§ EXERCISE GOAL: Please set down each entry exactly, omitting any picture it holds.

+++ SUPPLIED DATA

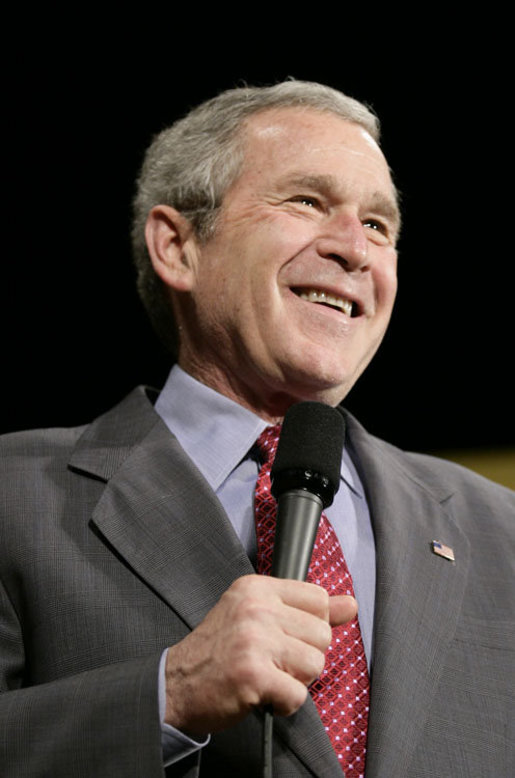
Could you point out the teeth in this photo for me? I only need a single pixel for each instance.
(314, 296)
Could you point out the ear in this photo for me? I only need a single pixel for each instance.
(172, 247)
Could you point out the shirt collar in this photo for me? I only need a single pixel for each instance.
(216, 432)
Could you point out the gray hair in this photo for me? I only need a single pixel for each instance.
(191, 165)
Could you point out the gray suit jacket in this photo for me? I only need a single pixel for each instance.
(114, 547)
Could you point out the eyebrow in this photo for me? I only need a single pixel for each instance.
(327, 184)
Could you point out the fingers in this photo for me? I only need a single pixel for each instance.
(342, 609)
(263, 643)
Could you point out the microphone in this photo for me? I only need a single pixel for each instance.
(305, 477)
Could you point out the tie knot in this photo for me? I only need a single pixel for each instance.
(267, 442)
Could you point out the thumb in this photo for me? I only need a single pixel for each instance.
(342, 608)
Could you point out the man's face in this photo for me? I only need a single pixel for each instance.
(292, 295)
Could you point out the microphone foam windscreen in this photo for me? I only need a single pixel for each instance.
(312, 438)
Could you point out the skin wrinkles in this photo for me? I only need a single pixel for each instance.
(313, 207)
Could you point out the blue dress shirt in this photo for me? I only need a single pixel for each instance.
(219, 437)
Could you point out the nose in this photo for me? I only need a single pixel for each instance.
(344, 240)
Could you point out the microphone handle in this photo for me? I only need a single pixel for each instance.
(298, 517)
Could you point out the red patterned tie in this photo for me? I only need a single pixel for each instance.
(341, 694)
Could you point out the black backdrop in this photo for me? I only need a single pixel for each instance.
(79, 112)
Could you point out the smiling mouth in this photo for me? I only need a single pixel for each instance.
(329, 300)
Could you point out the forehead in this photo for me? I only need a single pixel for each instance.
(285, 141)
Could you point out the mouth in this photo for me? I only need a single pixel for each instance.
(347, 307)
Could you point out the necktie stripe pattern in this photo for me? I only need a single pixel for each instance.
(341, 693)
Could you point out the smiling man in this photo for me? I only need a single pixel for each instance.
(138, 635)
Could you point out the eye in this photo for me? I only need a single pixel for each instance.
(307, 200)
(375, 224)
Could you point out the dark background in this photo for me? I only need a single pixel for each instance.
(80, 106)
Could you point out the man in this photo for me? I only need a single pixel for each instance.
(136, 638)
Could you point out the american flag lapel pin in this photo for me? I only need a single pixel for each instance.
(441, 550)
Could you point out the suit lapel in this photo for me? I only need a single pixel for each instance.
(158, 512)
(162, 518)
(418, 600)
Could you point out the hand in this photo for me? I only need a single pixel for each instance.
(263, 643)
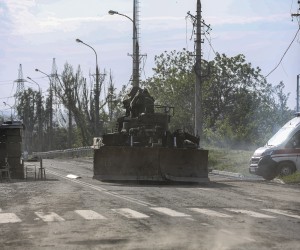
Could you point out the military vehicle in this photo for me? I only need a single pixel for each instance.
(144, 149)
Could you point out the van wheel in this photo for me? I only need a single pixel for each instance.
(286, 168)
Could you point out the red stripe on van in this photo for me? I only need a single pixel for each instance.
(287, 151)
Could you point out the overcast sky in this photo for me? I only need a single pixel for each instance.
(33, 32)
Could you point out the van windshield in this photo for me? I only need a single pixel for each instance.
(280, 136)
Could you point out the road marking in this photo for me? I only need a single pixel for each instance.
(253, 199)
(90, 215)
(227, 232)
(250, 213)
(49, 217)
(131, 214)
(282, 212)
(9, 218)
(103, 190)
(210, 212)
(241, 237)
(169, 212)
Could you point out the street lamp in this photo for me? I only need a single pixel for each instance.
(39, 114)
(96, 92)
(35, 83)
(51, 111)
(297, 107)
(136, 53)
(6, 104)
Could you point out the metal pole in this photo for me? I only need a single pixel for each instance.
(10, 110)
(96, 92)
(136, 50)
(198, 84)
(39, 114)
(297, 108)
(51, 110)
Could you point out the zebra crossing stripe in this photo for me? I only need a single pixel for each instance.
(49, 217)
(210, 212)
(251, 213)
(9, 218)
(90, 215)
(169, 212)
(282, 212)
(131, 214)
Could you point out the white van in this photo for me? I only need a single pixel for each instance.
(281, 155)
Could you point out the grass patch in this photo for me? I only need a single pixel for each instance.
(229, 160)
(291, 179)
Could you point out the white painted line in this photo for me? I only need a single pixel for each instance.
(251, 213)
(227, 232)
(72, 176)
(9, 218)
(282, 212)
(210, 212)
(49, 217)
(103, 190)
(90, 215)
(131, 214)
(205, 224)
(169, 212)
(253, 199)
(249, 239)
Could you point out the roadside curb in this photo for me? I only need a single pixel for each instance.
(226, 173)
(241, 176)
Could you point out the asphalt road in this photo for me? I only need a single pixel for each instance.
(64, 213)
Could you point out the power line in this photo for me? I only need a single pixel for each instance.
(284, 53)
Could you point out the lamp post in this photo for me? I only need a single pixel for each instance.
(96, 92)
(136, 53)
(297, 108)
(51, 110)
(2, 116)
(39, 114)
(35, 83)
(6, 104)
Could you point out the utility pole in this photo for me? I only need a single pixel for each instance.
(297, 107)
(198, 114)
(20, 81)
(135, 48)
(198, 83)
(297, 16)
(39, 115)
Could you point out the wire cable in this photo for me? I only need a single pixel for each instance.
(284, 53)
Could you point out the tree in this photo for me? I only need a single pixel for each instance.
(173, 85)
(240, 107)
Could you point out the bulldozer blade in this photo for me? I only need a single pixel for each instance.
(118, 163)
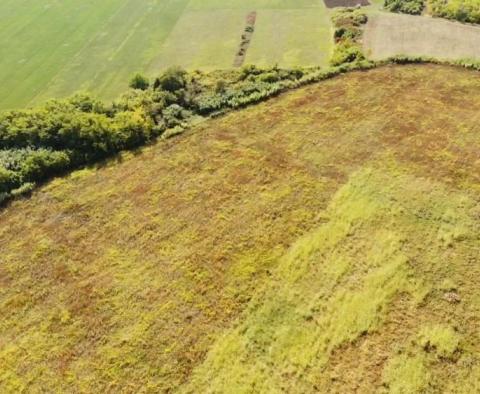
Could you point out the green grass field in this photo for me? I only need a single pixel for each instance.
(53, 48)
(324, 241)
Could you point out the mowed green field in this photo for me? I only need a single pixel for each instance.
(51, 48)
(325, 241)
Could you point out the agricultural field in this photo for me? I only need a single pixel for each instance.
(51, 49)
(324, 241)
(389, 34)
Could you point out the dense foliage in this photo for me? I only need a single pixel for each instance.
(348, 33)
(413, 7)
(467, 11)
(38, 143)
(461, 10)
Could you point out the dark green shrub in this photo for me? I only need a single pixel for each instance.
(346, 52)
(413, 7)
(140, 82)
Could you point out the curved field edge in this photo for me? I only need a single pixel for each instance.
(248, 251)
(82, 130)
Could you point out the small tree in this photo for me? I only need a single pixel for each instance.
(139, 82)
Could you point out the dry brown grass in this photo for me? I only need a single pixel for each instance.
(122, 278)
(396, 34)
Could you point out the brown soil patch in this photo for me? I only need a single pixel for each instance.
(394, 34)
(246, 38)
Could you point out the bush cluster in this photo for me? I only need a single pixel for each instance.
(412, 7)
(37, 144)
(467, 11)
(348, 33)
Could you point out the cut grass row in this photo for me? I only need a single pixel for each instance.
(203, 259)
(52, 50)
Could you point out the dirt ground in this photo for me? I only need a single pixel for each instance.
(393, 34)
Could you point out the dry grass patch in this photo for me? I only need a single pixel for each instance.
(394, 34)
(259, 245)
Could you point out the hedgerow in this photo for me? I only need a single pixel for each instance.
(347, 35)
(36, 144)
(467, 11)
(412, 7)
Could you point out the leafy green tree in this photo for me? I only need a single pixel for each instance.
(140, 82)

++++++

§ WRITTEN REPLY:
Could you point out the teeth in this photo for me? I only need a single pixel for each instance.
(314, 296)
Could you point out the ear in this photo for me? I only need a single pixel for each instance.
(172, 247)
Could you point out the shirt collar in this photo for me? I only need a single pixel for each instance.
(216, 432)
Could you point out the gray hair in this photo for me? I only need a single pixel for each instance.
(191, 165)
Could you point out the gray suit jacket in this photo for me? I only need a single pixel for each instance.
(114, 547)
Could you point out the eyebrow in this photo for me? I only need a single pixel for each instance.
(327, 184)
Could you point out the fingers in this photo for me? I only need a single pixel for each instance.
(342, 609)
(263, 643)
Could you point out the microphone in this photo for me? I only need a single pixel for each instance.
(305, 477)
Could you point out the tie knot in this photo for me? I only need a single pixel for each instance.
(267, 442)
Could you point out the thumb in this photo for me? I only need a single pixel for each instance.
(342, 608)
Could you point out the man's face in this photo for me? I only need a single pixel for each instance.
(292, 295)
Could you point out the microphone foam windscreen in this photo for me? I only need a single pixel for each instance.
(312, 438)
Could you point out the skin wrinkles in this photo for me? I only need a single pixel for each instance.
(313, 207)
Could you point out the blue dress shirt in this photo for me? I only need a single pixel for each instance.
(219, 437)
Could you point out the nose in this photo for me? I only need a single pixel for each instance.
(344, 240)
Could you point out the microphone handle in this photo for me? I only need a single pixel for each instance.
(298, 517)
Could you point out the red patterned tie in this photo for me? I only need a single pixel for each instance.
(341, 694)
Could you point out the black backdrop in this photo for me? I only need a single pixel for each instance.
(79, 112)
Could you point out the smiling mouth in this photo for me? I only need a single pixel for each instance.
(329, 300)
Could you point out the forehead in this photo for me? I only need a single pixel for each instance.
(285, 141)
Could you point out the mouth in this photo for me? I only need a single pixel for each instance.
(347, 307)
Could you point out the necktie stripe pattern in this photo for me? I only need a single pixel for each instance.
(341, 693)
Could you point out the smiling man in this photo for me? I only need a single pixel for each instance.
(138, 635)
Could you point out the eye in this photo for me? I only need a single pixel for each instance.
(307, 200)
(375, 224)
Could you point out the dark background in this photo for me? I only need a single pixel for each instance.
(80, 106)
Could you point out the man in this photo for me? I only need a single pixel for each instance.
(136, 638)
Could you point out the american flag lapel pin in this photo for me? I only need a single pixel for each instance.
(441, 550)
Could you point out the suit lapel in this photo for me? I only need a single pixel for each instance.
(158, 512)
(162, 518)
(418, 600)
Could you point out the hand in this photo for me? I only need a single pixel for each instance.
(263, 643)
Could you point out the military vehicle in this photo for me? I only need a single pixel for each instance.
(144, 149)
Could you point out the van wheel in this photo for me? I only need a single pixel for each instance.
(286, 168)
Could you point out the red stripe on van in this photo for me? I only need a single pixel for each instance.
(287, 151)
Could you point out the overcast sky in this photo for me? I only need a single pixel for each instance.
(33, 32)
Could you point out the van windshield in this photo for me? I only need a single pixel for each instance.
(280, 136)
Could you point out the road marking in this photo for me? I only need a single pixel for each instance.
(253, 199)
(90, 215)
(227, 232)
(250, 213)
(49, 217)
(131, 214)
(282, 212)
(9, 218)
(103, 190)
(210, 212)
(241, 237)
(169, 212)
Could you point out the street lamp in this photo for me? I only need a single pixel for each instance.
(39, 114)
(96, 92)
(35, 83)
(51, 111)
(297, 107)
(136, 53)
(6, 104)
Could you point out the metal pole in this photo for me? I only need a single pixel for each instance.
(10, 110)
(96, 92)
(136, 50)
(198, 84)
(39, 114)
(297, 108)
(51, 110)
Could you point out the zebra crossing stripe in this photo for me? I only need a single pixel for each instance.
(49, 217)
(210, 212)
(251, 213)
(9, 218)
(90, 215)
(169, 212)
(282, 212)
(131, 214)
Could you point out the white van in this photo for me? I only need a single pixel for each instance.
(281, 155)
Could you point out the grass patch in this photo for me? I only need a single pixel for each instance.
(229, 160)
(291, 179)
Could you point out the white painted line in this photo for me? I only need a single pixel for each instance.
(251, 213)
(227, 232)
(72, 176)
(9, 218)
(282, 212)
(210, 212)
(49, 217)
(103, 190)
(90, 215)
(131, 214)
(205, 224)
(169, 212)
(253, 199)
(249, 239)
Could you point out the roadside curb in this photo for me? I only need a single pixel for each instance.
(226, 173)
(241, 176)
Could you point out the asphalt road in this photo for me? I only need a single pixel for each instance.
(64, 213)
Could you point out the power line in this photo for me? I only need a single pixel for each instance.
(284, 53)
Could you point out the lamp post in this photo for me? I only need a single pixel for each instance.
(96, 92)
(136, 53)
(297, 108)
(51, 110)
(2, 116)
(39, 114)
(35, 83)
(6, 104)
Could you point out the utility pole in this photo for me? I only need a single pixel for each instance.
(297, 107)
(198, 114)
(20, 81)
(135, 48)
(198, 83)
(297, 16)
(39, 115)
Could you point out the wire cable in this photo for me? I only need a single pixel for each instance.
(284, 53)
Could you point out the tree in this photo for me? I only need a single pixel for each instance.
(173, 85)
(240, 107)
Could you point out the bulldozer blade in this photo for me? I only need a single pixel for each instance.
(118, 163)
Could you point out the green grass field in this photo for me? I only need a single pixel for each instance.
(53, 48)
(324, 241)
Could you point out the mowed green field in this photo for me? I only need a single pixel for each instance.
(51, 48)
(325, 241)
Could you point out the agricultural field in this photo for me? I only need a single pixel for each instance.
(51, 49)
(324, 241)
(389, 34)
Could you point out the dense foliage in this photo for me? I only need a single pixel for each instance.
(348, 33)
(413, 7)
(467, 11)
(38, 143)
(461, 10)
Could you point out the dark green shrub in this photo for me? I only need a single pixel for each instance.
(346, 52)
(413, 7)
(140, 82)
Could you point out the curved field edge in this photo for me? I only need a single pixel for each instance.
(248, 251)
(82, 130)
Could you point out the small tree in this photo for me? I only need a single pixel for each instance.
(139, 82)
Could you point out the dry brown grass in this photo for me? I only need a single pixel for each instance.
(122, 278)
(396, 34)
Could you point out the brown soil patch in this photo for me? I only need a single pixel for each instance.
(394, 34)
(246, 38)
Could you point out the bush cluster in this photo for me? I only need a single pixel for each instance.
(412, 7)
(37, 144)
(467, 11)
(348, 33)
Could you point out the cut grass row in this photo for me? I only need a single pixel for each instance.
(203, 259)
(52, 50)
Could you point out the dirt ground in this photo for me? I only need a single pixel for each instance.
(393, 34)
Could you point out the dry grass patch in this photo for me? I only need a single pixel for each instance.
(394, 34)
(259, 245)
Could you point out the hedgerow in this photo for me? I only need a single pixel for each instance.
(347, 35)
(36, 144)
(467, 11)
(412, 7)
Could you point out the leafy green tree in this photo for me? I only need a single pixel for each instance.
(140, 82)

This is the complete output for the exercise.